What is needed is the number of lines below that contain the string "glossy", with no other text.

Supplied records Start Marker

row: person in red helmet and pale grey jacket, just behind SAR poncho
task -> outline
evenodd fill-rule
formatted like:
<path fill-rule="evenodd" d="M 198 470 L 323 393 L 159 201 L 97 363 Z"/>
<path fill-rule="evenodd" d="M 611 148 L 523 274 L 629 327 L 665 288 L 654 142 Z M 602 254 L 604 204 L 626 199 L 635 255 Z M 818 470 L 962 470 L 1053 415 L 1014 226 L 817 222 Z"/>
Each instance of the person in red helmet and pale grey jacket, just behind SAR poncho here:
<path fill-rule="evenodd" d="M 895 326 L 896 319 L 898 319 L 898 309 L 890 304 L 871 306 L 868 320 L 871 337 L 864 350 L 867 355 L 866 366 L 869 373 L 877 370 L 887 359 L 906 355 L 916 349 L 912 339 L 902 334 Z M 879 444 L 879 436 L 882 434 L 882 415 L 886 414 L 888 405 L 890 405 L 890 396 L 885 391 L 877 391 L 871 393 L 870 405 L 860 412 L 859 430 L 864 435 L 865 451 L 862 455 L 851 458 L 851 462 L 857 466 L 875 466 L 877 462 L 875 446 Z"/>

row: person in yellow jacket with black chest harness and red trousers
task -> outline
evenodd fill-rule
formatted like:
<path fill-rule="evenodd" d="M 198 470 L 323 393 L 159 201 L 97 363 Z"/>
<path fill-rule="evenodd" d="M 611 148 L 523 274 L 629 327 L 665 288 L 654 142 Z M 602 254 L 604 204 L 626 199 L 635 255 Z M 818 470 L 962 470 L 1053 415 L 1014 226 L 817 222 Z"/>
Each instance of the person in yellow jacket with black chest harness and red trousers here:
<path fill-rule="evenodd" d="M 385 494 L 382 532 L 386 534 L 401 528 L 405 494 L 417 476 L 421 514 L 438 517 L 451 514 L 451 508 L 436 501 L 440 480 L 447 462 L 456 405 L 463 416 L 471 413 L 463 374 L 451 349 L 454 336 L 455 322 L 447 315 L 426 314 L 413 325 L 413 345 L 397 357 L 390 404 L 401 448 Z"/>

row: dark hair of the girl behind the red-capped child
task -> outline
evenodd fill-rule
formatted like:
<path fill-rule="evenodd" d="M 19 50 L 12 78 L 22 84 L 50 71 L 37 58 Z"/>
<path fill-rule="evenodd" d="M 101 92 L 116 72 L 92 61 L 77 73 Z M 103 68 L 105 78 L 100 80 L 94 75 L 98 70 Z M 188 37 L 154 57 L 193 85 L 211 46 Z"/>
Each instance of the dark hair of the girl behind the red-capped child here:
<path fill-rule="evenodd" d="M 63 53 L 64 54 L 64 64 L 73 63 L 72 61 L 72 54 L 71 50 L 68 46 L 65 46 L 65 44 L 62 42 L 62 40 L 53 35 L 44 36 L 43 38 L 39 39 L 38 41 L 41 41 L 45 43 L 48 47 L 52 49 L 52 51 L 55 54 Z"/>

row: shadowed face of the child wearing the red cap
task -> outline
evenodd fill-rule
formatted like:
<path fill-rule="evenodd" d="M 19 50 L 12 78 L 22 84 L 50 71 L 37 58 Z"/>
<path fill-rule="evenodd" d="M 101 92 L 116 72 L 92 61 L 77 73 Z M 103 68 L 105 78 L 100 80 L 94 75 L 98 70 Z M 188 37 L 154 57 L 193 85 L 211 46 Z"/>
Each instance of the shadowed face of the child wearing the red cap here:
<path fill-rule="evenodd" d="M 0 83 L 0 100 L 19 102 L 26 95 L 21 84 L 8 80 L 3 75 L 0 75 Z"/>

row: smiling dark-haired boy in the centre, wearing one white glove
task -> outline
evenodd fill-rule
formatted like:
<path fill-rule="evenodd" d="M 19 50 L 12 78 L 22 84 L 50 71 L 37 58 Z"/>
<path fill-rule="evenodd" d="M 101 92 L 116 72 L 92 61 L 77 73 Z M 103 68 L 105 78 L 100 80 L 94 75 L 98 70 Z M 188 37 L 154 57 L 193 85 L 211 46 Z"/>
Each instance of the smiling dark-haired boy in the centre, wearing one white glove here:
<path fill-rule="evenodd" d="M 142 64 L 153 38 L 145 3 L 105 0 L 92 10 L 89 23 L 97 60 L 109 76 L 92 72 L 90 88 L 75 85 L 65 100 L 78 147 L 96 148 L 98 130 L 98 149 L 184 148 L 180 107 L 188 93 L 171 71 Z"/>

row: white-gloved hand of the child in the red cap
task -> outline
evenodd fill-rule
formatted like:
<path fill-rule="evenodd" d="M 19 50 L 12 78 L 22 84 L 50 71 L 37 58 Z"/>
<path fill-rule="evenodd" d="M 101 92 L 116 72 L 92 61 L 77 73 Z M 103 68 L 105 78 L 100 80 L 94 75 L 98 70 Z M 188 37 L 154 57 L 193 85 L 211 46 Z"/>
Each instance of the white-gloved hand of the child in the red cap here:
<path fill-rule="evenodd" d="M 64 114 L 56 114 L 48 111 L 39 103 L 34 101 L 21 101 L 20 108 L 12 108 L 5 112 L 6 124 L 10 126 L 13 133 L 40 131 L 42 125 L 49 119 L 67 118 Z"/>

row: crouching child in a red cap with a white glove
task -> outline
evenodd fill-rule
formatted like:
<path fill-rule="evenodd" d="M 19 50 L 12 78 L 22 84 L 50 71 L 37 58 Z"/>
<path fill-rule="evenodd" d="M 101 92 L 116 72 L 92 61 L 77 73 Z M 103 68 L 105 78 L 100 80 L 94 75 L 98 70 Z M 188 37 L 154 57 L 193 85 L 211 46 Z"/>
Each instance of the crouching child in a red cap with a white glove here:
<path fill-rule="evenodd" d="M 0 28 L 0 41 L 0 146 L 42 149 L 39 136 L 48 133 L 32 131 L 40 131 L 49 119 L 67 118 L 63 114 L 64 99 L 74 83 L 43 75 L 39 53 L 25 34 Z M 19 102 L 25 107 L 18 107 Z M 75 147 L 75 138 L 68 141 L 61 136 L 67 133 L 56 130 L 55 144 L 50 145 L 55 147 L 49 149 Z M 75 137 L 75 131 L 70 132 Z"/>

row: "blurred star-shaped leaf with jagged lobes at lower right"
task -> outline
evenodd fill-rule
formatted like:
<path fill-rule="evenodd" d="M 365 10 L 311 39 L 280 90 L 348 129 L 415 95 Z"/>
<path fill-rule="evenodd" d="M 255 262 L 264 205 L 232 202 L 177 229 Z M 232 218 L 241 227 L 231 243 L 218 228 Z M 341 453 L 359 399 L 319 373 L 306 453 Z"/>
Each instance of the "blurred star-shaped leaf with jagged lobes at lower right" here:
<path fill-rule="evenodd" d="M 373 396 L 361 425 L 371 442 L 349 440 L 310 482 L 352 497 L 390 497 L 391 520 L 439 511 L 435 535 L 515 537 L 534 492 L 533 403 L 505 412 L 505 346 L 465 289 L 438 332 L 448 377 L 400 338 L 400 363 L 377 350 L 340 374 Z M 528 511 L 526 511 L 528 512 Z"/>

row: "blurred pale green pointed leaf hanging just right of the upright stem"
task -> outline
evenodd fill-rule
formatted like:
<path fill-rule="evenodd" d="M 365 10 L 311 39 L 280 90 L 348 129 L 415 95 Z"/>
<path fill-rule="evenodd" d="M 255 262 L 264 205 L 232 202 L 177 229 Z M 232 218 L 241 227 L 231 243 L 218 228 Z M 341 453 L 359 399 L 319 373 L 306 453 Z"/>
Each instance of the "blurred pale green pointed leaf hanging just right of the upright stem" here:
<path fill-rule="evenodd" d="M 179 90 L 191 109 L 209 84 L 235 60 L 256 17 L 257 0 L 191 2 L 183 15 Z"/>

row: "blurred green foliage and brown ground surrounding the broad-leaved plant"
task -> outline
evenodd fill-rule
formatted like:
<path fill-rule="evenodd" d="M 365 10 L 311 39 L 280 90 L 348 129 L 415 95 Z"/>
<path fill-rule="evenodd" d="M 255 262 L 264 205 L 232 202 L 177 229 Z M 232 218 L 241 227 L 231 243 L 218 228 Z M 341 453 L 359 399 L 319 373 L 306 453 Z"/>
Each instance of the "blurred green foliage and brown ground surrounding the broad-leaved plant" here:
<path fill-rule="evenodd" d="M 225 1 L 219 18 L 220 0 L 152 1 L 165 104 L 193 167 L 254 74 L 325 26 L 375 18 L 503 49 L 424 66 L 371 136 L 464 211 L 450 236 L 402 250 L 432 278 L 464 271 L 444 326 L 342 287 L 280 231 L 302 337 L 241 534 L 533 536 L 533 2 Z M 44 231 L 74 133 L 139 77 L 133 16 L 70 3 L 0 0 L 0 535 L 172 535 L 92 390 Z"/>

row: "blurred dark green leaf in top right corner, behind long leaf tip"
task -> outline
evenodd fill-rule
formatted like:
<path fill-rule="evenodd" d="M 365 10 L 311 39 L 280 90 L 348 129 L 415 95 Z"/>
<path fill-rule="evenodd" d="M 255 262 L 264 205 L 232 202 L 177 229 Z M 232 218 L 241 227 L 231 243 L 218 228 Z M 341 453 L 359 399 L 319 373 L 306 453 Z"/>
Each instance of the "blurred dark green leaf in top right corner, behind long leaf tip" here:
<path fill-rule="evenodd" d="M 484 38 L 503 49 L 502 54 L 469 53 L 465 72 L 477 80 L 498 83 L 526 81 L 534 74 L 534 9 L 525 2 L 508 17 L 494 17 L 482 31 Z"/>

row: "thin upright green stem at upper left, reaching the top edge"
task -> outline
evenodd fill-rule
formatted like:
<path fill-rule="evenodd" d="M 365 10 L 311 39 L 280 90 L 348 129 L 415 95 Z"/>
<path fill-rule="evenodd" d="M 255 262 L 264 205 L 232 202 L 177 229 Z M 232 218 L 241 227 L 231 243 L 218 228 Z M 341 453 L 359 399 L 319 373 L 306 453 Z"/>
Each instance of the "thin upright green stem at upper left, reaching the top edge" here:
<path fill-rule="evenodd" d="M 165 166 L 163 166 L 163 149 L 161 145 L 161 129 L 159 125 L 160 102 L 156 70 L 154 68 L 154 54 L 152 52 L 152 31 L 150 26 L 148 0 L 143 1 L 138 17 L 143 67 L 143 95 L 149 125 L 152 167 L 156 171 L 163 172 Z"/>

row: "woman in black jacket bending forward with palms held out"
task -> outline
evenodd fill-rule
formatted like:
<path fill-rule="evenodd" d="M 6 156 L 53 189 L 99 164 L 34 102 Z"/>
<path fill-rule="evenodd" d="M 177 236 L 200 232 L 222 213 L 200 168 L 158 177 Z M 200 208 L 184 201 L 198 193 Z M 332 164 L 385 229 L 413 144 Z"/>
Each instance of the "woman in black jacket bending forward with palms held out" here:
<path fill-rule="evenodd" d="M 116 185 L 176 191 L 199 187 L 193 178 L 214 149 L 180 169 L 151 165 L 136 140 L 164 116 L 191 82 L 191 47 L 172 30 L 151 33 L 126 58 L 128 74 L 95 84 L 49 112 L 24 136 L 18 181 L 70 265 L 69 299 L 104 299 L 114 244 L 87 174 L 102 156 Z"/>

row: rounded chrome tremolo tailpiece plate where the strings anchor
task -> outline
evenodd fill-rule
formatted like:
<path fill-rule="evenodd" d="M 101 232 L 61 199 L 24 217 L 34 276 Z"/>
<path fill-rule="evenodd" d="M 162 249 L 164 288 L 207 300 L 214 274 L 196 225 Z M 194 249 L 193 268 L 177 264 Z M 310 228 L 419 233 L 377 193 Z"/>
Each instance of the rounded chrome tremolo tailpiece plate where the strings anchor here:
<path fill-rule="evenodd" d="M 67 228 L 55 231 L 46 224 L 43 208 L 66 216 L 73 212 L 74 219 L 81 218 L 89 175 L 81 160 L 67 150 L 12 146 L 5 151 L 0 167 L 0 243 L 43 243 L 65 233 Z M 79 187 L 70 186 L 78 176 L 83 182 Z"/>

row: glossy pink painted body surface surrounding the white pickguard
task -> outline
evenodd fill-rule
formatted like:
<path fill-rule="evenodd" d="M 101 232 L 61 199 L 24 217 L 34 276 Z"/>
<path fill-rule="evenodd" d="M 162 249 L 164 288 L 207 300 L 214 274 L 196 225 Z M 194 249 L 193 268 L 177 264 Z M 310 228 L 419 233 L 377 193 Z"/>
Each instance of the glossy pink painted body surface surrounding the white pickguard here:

Supplied records End Marker

### Task response
2